►
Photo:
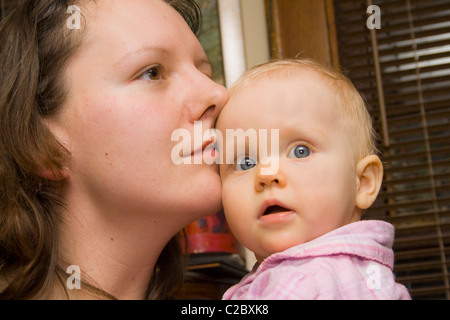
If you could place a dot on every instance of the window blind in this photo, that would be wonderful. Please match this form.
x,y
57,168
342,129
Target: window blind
x,y
403,70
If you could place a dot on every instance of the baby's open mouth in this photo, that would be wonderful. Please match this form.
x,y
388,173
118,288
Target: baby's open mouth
x,y
274,209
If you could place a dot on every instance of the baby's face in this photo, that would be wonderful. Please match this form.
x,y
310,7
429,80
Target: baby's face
x,y
313,189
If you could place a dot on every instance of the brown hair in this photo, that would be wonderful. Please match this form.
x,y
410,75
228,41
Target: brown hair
x,y
353,111
35,47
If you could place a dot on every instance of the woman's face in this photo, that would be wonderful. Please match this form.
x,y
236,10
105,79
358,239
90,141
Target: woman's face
x,y
139,75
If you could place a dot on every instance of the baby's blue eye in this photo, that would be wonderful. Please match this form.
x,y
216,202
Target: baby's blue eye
x,y
245,163
153,73
299,152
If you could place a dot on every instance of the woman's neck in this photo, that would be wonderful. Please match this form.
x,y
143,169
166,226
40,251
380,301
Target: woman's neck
x,y
114,251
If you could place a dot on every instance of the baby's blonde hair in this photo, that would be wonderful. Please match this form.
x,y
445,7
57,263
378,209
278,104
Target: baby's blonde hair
x,y
354,114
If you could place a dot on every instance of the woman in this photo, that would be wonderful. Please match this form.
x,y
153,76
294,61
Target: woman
x,y
86,175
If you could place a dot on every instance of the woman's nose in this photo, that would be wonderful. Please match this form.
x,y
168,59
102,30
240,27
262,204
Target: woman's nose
x,y
265,179
208,101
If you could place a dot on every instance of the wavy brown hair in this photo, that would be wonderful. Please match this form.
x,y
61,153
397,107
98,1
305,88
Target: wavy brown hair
x,y
35,47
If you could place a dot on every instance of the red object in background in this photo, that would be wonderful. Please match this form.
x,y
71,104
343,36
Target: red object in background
x,y
211,234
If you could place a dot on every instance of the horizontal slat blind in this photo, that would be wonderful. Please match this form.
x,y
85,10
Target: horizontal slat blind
x,y
412,52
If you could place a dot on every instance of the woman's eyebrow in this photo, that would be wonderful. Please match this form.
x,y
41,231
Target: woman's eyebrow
x,y
141,51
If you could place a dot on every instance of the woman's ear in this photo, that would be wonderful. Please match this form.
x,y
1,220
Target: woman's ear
x,y
369,178
54,168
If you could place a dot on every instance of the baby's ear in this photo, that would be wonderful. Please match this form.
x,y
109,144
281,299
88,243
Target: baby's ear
x,y
369,178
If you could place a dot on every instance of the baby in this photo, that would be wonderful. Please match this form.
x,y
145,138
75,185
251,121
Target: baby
x,y
301,217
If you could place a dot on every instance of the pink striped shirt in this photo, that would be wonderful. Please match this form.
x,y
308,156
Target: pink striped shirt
x,y
352,262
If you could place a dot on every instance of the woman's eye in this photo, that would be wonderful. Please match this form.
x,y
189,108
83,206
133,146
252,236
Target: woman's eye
x,y
245,163
153,74
299,152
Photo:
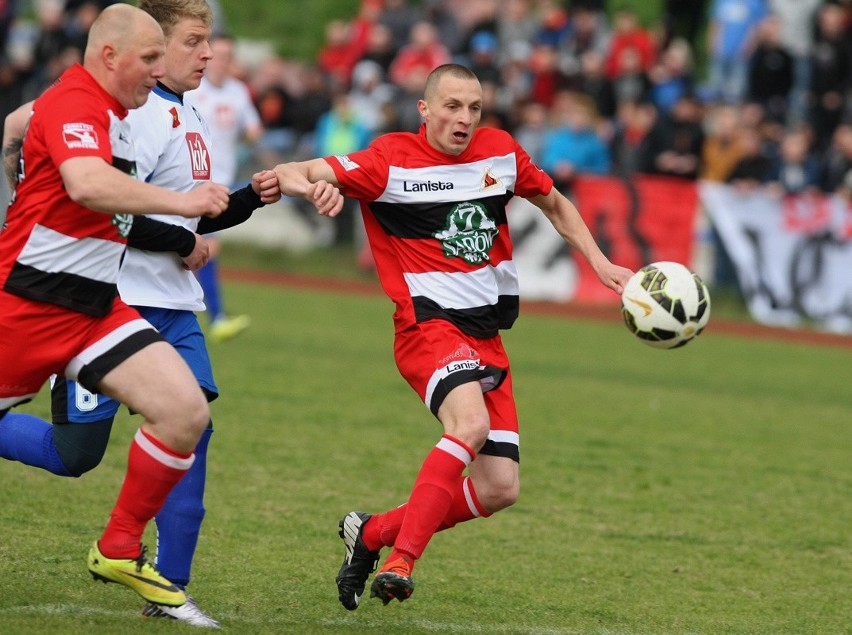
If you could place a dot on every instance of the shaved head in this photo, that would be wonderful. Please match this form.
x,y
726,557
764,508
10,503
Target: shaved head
x,y
451,70
120,26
◄
=== TO BE DONE ===
Return the material exactly, starting at the line that contains "the baby in" and going through the end of the material. Leave the pictures out.

=== FINISHED ANSWER ===
If you could place a dot on every instance of the baby in this photo, that would be wonderful. Please match this form.
x,y
145,138
75,185
251,121
Target: baby
x,y
301,217
If you could place a dot on every instance of the pink striped shirt in this photo, that would be wonderful. Please match this form.
x,y
308,156
Target: pink striped shirt
x,y
352,262
If you could place a dot on every instance of the woman's eye in this photo, that would be wonderful. Please match this form.
x,y
189,108
83,206
133,146
252,236
Target: woman's eye
x,y
245,163
153,74
299,152
Photo:
If you could place a dot on every instance of the shaved head in this photo, that would be wonderful. Please match this form.
x,y
726,557
764,508
10,503
Target: shaved head
x,y
451,70
120,26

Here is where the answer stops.